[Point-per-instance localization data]
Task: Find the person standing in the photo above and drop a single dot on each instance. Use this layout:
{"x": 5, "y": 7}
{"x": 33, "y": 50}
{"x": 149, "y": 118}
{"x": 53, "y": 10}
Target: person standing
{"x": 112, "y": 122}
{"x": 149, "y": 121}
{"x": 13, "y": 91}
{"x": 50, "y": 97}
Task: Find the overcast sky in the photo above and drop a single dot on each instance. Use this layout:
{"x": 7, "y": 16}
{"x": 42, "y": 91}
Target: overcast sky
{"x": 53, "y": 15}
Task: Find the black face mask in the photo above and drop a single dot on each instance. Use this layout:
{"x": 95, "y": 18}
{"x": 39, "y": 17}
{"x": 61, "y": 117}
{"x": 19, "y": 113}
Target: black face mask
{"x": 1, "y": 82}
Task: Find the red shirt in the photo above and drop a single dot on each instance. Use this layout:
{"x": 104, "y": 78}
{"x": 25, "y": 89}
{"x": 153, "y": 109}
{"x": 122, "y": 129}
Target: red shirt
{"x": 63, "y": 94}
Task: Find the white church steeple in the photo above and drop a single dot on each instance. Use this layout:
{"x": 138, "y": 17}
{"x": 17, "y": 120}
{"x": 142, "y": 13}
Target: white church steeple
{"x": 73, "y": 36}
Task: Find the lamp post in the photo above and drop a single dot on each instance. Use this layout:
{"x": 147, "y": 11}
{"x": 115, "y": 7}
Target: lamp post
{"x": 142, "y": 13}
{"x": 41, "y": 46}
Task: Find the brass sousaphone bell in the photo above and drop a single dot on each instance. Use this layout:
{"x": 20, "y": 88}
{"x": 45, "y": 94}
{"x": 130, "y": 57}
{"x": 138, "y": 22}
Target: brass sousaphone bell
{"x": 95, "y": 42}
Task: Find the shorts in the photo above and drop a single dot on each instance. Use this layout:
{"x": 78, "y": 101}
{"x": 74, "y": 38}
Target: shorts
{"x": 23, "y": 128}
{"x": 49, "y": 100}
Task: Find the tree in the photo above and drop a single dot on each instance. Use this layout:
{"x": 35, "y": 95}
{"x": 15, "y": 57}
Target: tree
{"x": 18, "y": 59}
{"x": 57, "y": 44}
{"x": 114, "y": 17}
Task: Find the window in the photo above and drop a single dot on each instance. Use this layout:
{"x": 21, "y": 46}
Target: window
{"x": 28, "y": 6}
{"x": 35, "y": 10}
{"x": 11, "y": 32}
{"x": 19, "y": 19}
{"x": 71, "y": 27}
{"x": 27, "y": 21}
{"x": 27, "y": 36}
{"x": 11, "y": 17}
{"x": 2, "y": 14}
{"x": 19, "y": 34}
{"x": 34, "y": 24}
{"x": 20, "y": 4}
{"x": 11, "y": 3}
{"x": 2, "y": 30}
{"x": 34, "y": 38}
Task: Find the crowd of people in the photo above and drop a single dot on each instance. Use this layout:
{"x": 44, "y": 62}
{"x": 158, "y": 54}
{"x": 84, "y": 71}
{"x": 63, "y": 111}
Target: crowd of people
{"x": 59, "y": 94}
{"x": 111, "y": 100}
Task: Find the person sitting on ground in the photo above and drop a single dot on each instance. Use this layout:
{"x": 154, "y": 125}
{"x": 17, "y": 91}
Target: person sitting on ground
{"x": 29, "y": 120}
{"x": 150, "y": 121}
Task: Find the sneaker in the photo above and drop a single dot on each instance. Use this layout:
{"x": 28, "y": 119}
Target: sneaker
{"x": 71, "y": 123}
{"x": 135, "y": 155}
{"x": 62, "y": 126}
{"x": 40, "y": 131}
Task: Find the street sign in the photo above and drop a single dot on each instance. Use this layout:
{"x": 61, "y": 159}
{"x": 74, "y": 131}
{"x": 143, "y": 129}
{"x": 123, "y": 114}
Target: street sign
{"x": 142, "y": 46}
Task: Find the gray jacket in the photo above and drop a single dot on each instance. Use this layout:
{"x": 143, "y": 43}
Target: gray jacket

Directions for this task: Return each line above exactly.

Response:
Task: Find the person standing in the photo above and drop a single dot on each instance. Use this layout:
{"x": 5, "y": 7}
{"x": 33, "y": 50}
{"x": 149, "y": 118}
{"x": 53, "y": 10}
Target: person standing
{"x": 112, "y": 122}
{"x": 149, "y": 121}
{"x": 13, "y": 91}
{"x": 50, "y": 97}
Task: Find the overcast sky in the photo above and drop a single dot on each instance. Use this layout:
{"x": 7, "y": 16}
{"x": 42, "y": 91}
Target: overcast sky
{"x": 53, "y": 15}
Task: Find the black face mask in the photo above and drop a single dot on each instance. Use this layout:
{"x": 95, "y": 18}
{"x": 39, "y": 17}
{"x": 61, "y": 117}
{"x": 19, "y": 113}
Target: black face mask
{"x": 1, "y": 82}
Task: Find the red shirt in the photo above and drop a single dot on each instance. Use this layout:
{"x": 104, "y": 78}
{"x": 25, "y": 89}
{"x": 153, "y": 109}
{"x": 122, "y": 129}
Target: red shirt
{"x": 63, "y": 94}
Task: Find the white church steeple in the photo above and drop a single dot on each instance. Use this layout:
{"x": 138, "y": 17}
{"x": 17, "y": 120}
{"x": 142, "y": 13}
Target: white church steeple
{"x": 73, "y": 36}
Task: Find the lamp post in the photo above and drop a single dot on each instance. Use this layout:
{"x": 147, "y": 11}
{"x": 115, "y": 7}
Target: lamp post
{"x": 142, "y": 13}
{"x": 41, "y": 46}
Task: Find the brass sousaphone bell in the photo above and drop a single dot on each instance. Use this layout:
{"x": 20, "y": 88}
{"x": 45, "y": 94}
{"x": 130, "y": 57}
{"x": 138, "y": 22}
Target: brass sousaphone bell
{"x": 95, "y": 42}
Task: Find the shorts in the photo above and drop a single dot on each instance. Use this layout:
{"x": 78, "y": 101}
{"x": 74, "y": 38}
Target: shorts
{"x": 23, "y": 128}
{"x": 49, "y": 100}
Task: Find the tree in the photo above and drop a single dot on each instance. Use this layout:
{"x": 35, "y": 95}
{"x": 15, "y": 57}
Target: tree
{"x": 18, "y": 59}
{"x": 57, "y": 44}
{"x": 114, "y": 17}
Task: Find the window in the photo above and drop a single dot on each instance. Use this layout:
{"x": 21, "y": 46}
Target: window
{"x": 28, "y": 6}
{"x": 35, "y": 10}
{"x": 11, "y": 32}
{"x": 19, "y": 19}
{"x": 71, "y": 27}
{"x": 27, "y": 21}
{"x": 27, "y": 36}
{"x": 11, "y": 17}
{"x": 2, "y": 14}
{"x": 19, "y": 34}
{"x": 34, "y": 24}
{"x": 20, "y": 4}
{"x": 11, "y": 3}
{"x": 2, "y": 30}
{"x": 34, "y": 38}
Task: Find the crowd of people in the photo above and drop a single dot on each instance. Use this layout:
{"x": 44, "y": 62}
{"x": 158, "y": 54}
{"x": 84, "y": 71}
{"x": 63, "y": 111}
Target: crowd of people
{"x": 59, "y": 94}
{"x": 111, "y": 100}
Task: Find the person sitting on ground in the photo above and drop a single dot on each instance. Use this layout:
{"x": 154, "y": 125}
{"x": 17, "y": 91}
Target: person sitting on ground
{"x": 29, "y": 120}
{"x": 150, "y": 121}
Task: Find the sneaker in the photo above and drop a single dot on each instance. Use this layout:
{"x": 28, "y": 119}
Target: sneaker
{"x": 71, "y": 123}
{"x": 135, "y": 155}
{"x": 62, "y": 126}
{"x": 40, "y": 131}
Task: Find the street sign in the photo above and drop a single dot on each instance. Use this layout:
{"x": 61, "y": 159}
{"x": 74, "y": 131}
{"x": 143, "y": 129}
{"x": 123, "y": 114}
Target: street sign
{"x": 142, "y": 46}
Task: Find the gray jacket in the photo above and drop a single dot on each instance. Use this layout:
{"x": 143, "y": 43}
Target: gray jacket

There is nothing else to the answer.